- Aim of the exercise: Copy every line below where the string "fence" is found.

Start of Source data

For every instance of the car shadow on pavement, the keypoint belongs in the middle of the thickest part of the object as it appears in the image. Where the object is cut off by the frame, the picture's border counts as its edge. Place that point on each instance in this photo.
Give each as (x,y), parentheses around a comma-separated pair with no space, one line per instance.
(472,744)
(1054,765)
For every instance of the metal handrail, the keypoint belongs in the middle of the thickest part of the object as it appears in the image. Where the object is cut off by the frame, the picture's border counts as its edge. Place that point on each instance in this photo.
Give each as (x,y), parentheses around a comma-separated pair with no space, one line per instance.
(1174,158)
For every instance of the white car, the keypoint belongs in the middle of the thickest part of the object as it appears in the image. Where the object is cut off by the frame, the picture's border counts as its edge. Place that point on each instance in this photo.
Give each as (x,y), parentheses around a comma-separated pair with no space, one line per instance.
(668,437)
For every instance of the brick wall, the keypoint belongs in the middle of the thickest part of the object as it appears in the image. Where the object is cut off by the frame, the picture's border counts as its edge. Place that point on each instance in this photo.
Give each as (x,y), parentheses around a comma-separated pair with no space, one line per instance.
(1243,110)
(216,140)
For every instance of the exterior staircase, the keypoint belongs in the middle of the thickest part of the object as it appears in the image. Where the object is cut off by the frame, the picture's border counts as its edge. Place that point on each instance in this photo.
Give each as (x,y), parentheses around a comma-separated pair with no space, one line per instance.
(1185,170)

End of Source data
Start of Source data

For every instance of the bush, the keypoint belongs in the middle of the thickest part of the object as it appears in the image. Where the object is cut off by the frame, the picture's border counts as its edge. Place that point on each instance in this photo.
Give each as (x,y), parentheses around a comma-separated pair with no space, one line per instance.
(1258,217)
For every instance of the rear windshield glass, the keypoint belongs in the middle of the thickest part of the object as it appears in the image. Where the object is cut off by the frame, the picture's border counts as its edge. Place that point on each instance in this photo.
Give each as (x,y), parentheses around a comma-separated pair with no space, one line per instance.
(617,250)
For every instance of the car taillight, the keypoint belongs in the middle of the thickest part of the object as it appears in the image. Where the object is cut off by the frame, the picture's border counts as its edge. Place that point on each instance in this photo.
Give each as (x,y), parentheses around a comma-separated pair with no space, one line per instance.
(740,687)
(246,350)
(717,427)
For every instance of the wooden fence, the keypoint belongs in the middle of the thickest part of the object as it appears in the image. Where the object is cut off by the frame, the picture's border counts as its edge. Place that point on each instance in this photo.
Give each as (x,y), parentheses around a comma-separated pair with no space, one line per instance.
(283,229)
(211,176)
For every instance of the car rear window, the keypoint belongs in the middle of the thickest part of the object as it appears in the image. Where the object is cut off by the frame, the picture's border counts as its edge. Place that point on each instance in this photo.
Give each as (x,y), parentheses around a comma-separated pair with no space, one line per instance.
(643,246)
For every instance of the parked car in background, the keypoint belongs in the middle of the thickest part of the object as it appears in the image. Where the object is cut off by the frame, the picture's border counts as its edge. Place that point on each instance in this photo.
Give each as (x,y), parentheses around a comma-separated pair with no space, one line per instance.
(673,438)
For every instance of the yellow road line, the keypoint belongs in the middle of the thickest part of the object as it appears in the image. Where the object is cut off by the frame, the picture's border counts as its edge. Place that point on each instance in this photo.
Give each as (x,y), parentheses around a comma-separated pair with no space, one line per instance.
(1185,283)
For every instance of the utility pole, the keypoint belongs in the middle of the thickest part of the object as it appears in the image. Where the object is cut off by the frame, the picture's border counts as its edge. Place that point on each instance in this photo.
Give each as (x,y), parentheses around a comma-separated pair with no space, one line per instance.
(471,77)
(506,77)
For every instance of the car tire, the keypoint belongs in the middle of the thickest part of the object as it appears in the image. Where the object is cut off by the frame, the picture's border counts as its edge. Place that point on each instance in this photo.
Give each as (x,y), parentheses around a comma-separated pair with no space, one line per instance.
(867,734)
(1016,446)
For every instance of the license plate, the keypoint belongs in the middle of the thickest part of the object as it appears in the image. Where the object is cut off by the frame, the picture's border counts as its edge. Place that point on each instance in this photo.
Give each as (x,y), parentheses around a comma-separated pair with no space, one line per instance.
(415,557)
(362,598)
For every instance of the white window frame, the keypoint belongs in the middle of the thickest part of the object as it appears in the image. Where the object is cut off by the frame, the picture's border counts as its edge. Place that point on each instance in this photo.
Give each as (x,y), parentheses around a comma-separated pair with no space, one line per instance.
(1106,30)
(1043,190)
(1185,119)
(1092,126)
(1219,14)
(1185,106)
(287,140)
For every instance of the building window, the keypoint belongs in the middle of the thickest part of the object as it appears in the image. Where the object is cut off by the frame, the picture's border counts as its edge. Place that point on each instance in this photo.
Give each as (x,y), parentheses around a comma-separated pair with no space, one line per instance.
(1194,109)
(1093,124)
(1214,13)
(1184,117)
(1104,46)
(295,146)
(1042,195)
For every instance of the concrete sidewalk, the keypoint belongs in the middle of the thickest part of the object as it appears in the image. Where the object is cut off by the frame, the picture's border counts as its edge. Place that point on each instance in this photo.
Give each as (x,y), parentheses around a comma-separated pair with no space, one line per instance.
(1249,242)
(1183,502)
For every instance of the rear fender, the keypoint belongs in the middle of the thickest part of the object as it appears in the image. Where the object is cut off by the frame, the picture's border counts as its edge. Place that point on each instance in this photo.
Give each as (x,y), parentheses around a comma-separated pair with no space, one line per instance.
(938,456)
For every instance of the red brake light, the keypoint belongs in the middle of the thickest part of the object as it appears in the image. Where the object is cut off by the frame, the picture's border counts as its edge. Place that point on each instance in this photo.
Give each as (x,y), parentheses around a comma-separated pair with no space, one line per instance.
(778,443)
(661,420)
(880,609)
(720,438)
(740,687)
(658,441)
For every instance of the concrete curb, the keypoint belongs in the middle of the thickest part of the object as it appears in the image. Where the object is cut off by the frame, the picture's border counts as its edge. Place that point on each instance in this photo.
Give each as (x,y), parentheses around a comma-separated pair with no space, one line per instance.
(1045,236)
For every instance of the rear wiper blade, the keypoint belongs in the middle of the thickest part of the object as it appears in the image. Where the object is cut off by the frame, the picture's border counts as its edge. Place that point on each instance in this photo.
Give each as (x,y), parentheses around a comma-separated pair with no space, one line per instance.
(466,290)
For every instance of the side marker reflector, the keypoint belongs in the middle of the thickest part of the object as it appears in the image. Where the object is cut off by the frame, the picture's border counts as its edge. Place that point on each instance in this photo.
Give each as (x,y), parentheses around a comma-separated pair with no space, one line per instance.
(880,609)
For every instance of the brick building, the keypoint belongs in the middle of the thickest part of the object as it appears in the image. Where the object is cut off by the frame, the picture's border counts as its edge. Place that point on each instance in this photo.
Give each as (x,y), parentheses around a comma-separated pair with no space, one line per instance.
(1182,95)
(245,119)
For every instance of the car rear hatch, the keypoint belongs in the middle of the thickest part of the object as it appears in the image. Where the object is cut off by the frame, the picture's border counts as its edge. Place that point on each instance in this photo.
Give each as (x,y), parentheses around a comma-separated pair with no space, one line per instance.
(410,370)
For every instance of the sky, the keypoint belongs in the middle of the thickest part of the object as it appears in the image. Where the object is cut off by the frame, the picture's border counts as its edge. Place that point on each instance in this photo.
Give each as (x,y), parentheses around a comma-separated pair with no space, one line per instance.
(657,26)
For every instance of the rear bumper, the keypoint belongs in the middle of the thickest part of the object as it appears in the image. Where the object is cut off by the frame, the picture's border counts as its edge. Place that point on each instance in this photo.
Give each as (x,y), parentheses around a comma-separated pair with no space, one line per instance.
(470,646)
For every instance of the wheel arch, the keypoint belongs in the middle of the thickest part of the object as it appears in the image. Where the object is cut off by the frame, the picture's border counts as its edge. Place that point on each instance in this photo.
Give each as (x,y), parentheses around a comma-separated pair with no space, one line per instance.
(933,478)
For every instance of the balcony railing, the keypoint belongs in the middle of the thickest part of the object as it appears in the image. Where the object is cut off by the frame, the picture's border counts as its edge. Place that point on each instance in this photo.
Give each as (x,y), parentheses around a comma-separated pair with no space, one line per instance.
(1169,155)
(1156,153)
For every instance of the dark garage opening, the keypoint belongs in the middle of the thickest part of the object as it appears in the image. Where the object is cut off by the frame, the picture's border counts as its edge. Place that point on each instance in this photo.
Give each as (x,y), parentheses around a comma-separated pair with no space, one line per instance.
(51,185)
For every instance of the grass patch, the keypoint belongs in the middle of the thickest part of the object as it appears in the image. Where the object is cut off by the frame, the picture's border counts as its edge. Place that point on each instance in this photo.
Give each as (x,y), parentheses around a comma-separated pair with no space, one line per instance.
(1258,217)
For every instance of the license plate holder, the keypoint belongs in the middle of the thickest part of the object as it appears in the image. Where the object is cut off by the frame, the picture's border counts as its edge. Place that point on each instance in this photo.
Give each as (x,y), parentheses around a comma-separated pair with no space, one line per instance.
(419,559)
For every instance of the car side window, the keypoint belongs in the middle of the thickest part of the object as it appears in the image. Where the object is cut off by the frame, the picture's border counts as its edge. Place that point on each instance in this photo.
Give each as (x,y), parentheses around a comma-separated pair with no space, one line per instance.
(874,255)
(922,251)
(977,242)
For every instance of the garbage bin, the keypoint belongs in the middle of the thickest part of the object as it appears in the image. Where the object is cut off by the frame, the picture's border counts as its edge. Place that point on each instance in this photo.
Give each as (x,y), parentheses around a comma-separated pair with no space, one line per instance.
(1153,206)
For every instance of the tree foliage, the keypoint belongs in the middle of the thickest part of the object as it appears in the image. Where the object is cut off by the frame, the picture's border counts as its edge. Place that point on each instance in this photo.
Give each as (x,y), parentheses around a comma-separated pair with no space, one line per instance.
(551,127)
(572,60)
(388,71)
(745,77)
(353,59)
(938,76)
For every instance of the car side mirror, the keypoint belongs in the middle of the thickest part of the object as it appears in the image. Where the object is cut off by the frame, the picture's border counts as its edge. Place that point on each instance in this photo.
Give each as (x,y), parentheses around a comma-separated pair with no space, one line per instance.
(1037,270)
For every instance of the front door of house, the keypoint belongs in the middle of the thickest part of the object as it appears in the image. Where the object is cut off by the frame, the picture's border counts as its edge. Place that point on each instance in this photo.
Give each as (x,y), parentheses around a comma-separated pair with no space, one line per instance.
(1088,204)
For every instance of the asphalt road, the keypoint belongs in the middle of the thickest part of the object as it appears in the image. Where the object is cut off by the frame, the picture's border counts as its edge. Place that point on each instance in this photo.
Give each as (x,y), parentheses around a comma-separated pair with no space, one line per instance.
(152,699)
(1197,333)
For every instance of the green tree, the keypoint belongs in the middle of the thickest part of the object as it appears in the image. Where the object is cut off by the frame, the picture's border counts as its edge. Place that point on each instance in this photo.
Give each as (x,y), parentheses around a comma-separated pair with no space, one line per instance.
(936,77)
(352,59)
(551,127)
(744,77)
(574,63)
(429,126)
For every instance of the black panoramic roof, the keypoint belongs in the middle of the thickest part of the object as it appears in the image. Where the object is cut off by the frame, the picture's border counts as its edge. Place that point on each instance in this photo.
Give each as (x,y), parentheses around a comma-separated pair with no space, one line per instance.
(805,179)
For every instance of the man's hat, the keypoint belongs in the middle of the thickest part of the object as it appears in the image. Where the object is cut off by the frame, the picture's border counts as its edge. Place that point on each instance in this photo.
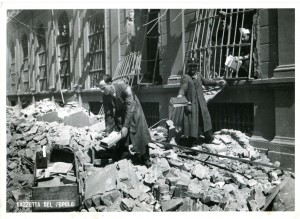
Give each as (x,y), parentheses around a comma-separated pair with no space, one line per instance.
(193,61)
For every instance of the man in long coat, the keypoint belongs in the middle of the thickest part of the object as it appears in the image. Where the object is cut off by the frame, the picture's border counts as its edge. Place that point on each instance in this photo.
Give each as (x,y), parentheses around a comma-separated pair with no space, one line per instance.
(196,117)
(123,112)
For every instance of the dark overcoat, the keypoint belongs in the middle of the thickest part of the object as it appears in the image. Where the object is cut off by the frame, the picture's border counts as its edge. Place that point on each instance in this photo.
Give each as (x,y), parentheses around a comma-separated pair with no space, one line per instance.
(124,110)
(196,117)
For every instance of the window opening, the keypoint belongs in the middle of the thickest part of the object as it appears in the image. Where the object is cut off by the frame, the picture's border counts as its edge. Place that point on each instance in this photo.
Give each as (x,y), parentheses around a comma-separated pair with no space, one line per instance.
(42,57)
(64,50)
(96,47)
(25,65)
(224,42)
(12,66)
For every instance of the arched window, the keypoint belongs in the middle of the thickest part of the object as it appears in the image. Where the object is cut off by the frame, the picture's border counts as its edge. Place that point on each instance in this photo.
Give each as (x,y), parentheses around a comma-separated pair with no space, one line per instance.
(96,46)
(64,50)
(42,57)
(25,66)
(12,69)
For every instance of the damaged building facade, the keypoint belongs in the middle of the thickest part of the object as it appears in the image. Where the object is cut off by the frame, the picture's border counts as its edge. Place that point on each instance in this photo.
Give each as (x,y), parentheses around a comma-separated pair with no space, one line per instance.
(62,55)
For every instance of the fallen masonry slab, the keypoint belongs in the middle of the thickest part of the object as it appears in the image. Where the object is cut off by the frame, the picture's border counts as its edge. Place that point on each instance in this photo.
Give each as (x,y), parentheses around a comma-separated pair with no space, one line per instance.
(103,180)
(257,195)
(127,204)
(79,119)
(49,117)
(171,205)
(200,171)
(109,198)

End of Source data
Start of Source data

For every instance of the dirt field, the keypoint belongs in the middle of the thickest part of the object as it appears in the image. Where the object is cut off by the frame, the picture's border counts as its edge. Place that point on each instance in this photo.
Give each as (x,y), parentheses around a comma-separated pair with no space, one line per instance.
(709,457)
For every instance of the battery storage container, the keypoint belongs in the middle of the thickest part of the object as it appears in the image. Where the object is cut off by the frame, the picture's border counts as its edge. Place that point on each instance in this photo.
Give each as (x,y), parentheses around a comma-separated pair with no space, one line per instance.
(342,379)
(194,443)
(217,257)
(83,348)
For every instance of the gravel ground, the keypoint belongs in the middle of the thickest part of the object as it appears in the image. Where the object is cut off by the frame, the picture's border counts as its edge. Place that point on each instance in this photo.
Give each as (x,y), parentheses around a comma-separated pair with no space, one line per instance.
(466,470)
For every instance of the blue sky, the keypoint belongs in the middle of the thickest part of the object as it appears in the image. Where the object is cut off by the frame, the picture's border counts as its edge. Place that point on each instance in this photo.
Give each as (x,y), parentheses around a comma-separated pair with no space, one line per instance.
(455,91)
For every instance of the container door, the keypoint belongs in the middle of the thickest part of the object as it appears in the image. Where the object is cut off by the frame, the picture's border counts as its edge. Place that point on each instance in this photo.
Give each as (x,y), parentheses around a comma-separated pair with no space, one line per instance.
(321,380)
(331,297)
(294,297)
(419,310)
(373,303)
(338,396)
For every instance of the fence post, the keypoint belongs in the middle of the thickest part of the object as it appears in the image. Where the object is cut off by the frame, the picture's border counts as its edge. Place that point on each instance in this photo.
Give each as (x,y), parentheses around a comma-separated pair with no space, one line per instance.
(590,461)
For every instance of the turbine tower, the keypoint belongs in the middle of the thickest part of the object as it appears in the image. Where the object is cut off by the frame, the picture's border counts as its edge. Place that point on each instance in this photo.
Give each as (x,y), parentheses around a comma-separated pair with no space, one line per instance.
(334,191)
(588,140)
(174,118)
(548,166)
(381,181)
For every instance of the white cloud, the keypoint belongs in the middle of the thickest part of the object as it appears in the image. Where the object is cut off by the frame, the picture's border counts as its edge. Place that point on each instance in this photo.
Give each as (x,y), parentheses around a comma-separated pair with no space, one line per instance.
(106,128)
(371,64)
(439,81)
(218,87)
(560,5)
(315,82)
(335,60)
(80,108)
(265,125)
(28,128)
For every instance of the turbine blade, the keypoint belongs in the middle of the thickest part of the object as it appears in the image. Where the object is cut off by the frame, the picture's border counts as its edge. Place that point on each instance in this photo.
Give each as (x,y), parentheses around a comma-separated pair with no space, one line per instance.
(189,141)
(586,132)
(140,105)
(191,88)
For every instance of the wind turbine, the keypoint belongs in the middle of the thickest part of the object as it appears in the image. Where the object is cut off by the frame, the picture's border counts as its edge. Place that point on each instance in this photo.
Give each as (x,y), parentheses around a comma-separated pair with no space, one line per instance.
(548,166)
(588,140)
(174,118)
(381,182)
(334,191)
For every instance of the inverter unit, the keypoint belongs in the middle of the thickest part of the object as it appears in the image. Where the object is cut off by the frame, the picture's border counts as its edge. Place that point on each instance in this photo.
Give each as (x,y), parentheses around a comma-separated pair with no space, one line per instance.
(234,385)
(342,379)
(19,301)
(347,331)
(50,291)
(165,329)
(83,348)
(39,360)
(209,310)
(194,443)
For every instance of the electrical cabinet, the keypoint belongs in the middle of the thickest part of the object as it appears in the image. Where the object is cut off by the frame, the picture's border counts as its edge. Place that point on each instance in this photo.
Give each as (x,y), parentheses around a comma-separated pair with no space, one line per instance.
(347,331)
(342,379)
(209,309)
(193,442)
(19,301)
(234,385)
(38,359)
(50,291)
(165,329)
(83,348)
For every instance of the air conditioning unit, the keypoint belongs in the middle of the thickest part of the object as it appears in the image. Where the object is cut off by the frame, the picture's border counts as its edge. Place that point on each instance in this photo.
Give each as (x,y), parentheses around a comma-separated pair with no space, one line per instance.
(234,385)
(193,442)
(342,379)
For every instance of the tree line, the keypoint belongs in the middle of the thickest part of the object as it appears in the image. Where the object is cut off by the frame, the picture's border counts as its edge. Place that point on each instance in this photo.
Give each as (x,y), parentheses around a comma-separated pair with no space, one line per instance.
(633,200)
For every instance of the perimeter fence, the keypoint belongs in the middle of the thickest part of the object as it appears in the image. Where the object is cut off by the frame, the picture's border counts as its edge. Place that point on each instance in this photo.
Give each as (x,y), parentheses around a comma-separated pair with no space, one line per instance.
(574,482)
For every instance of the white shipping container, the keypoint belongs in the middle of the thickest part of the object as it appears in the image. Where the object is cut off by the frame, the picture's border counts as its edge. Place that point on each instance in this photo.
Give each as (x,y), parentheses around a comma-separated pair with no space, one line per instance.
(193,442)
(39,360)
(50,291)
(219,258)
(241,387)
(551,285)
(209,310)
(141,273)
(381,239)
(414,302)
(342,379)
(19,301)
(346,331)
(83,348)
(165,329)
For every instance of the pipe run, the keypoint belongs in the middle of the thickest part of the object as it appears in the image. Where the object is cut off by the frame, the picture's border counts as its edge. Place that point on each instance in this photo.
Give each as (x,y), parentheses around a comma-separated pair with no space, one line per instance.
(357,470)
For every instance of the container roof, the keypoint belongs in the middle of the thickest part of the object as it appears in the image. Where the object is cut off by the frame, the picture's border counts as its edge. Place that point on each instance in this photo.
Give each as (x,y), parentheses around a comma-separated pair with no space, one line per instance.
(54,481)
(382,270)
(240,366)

End of Source data

- Exercise solution:
For every instance of the wooden fence, the keypoint belongs in the middle of the thickest part of the object as it appears in the image. Where the object is cut off by the frame, the picture's border counts as its edge. Place that point on each instance in this photo.
For every instance of the fence post, the keypoint belongs in the middle of the thickest part of the object as it appears in the image. Where the object is cut off by the frame, the picture's border counts as its edge. Place that point on each instance in this photo.
For every instance of the perimeter fence, the keypoint belongs in the middle of the thickest part of the object as it appears in the image. Where the object is cut off by the frame, the picture's border counts as its edge. Place that point on each instance in this photo.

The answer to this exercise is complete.